-------- Source passage --------

JMCG Light Vehicle Co., Ltd. (江铃集团轻型汽车有限公司 (Jiānglíng Jítuán Qīngxíng Qìchē Yǒuxiàn Gōngsī)), also known as Jiangling Group Light Truck or JMCGL, was a Fuzhou-based pickup truck and minivan manufacturer established in early 2013 by JMCG after reorganising Huaxiang Fuqi. Fuzhou is one of the six major vehicle manufacturing bases of JMCG outside Nanchang (the others being Qingyun, Xiaolan, Changbei, Wangcheng and Taiyuan). The first product from the new company, the Qiling T5 pickup, was launched in September 2014. A second pickup, the T7, was launched in July 2015. In late 2017, JMCGL introduced the Qiling T100.

--------

**Your task**
Reproduce everything in the JMCG Light Vehicle passage from "JMCG Light Vehicle" down to "the Qiling T100.".

-------- Supplied records --------

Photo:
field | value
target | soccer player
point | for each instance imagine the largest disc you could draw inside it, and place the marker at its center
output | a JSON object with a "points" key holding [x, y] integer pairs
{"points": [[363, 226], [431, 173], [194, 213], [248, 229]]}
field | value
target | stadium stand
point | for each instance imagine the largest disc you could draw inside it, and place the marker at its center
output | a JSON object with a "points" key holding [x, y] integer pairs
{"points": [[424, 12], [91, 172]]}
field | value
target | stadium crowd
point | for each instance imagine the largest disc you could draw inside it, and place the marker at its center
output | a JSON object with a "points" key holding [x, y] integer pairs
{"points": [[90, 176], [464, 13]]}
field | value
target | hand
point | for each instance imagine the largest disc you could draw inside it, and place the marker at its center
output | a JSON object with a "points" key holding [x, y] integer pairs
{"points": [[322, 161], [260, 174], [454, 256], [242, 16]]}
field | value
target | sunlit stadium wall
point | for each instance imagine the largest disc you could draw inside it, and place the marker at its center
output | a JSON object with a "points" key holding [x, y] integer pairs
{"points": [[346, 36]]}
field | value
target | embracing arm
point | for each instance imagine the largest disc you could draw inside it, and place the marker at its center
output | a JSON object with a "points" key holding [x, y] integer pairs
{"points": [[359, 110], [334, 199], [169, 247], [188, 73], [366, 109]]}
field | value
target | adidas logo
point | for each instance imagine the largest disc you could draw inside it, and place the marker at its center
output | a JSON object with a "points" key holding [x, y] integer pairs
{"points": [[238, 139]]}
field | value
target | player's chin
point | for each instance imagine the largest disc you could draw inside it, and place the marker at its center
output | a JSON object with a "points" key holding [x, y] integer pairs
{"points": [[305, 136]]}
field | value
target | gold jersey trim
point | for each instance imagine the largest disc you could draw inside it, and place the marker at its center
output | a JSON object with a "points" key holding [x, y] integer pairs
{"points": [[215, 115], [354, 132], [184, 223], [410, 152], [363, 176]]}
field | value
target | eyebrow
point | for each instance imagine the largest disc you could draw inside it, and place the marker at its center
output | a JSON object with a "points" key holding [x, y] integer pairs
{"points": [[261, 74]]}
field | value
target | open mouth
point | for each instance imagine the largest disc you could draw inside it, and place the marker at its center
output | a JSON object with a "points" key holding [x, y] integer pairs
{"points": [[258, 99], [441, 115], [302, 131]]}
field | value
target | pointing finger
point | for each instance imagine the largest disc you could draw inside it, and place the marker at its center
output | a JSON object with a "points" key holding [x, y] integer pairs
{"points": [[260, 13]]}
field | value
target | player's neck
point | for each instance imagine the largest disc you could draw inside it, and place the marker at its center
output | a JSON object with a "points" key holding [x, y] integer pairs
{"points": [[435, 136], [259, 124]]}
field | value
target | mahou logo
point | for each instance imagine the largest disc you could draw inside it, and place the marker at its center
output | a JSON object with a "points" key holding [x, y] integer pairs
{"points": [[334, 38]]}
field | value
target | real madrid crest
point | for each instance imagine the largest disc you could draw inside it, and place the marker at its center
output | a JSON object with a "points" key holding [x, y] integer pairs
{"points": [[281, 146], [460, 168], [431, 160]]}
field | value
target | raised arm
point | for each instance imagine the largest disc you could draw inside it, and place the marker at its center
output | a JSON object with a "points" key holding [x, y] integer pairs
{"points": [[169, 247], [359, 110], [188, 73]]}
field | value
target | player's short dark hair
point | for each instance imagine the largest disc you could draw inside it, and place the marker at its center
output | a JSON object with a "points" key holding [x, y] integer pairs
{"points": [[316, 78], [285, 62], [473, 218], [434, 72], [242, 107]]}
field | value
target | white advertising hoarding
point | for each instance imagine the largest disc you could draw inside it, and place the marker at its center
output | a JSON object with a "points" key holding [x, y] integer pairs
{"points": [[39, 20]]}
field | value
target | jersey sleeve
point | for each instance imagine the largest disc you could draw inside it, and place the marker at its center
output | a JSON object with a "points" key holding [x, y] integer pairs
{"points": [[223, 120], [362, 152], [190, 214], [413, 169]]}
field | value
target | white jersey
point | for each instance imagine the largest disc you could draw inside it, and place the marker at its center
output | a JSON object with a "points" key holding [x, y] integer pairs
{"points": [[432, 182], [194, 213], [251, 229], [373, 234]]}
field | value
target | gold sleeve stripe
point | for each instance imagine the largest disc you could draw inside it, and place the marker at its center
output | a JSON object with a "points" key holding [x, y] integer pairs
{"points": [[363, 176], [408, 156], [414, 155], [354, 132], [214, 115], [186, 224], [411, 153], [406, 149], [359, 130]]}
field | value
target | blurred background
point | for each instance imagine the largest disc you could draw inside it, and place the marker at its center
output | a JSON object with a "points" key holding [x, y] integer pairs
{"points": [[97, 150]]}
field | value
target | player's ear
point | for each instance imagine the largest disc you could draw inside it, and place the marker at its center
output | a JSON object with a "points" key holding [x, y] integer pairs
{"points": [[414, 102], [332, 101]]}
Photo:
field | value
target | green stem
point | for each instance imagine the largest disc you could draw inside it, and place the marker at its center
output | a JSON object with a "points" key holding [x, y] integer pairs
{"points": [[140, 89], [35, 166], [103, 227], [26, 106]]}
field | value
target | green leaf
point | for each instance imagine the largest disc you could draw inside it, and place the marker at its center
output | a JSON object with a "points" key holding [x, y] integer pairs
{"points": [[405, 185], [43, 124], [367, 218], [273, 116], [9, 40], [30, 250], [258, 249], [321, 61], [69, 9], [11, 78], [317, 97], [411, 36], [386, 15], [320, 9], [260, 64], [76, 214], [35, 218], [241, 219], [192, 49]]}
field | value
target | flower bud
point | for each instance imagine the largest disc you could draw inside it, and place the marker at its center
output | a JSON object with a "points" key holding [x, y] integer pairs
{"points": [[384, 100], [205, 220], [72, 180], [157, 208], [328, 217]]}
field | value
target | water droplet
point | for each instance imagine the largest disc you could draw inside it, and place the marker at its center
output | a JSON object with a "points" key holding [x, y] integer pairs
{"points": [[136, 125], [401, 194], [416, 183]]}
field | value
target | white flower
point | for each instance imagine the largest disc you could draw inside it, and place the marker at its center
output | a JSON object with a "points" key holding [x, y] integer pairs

--------

**Response to the exercise**
JMCG Light Vehicle Co., Ltd. (江铃集团轻型汽车有限公司 (Jiānglíng Jítuán Qīngxíng Qìchē Yǒuxiàn Gōngsī)), also known as Jiangling Group Light Truck or JMCGL, was a Fuzhou-based pickup truck and minivan manufacturer established in early 2013 by JMCG after reorganising Huaxiang Fuqi. Fuzhou is one of the six major vehicle manufacturing bases of JMCG outside Nanchang (the others being Qingyun, Xiaolan, Changbei, Wangcheng and Taiyuan). The first product from the new company, the Qiling T5 pickup, was launched in September 2014. A second pickup, the T7, was launched in July 2015. In late 2017, JMCGL introduced the Qiling T100.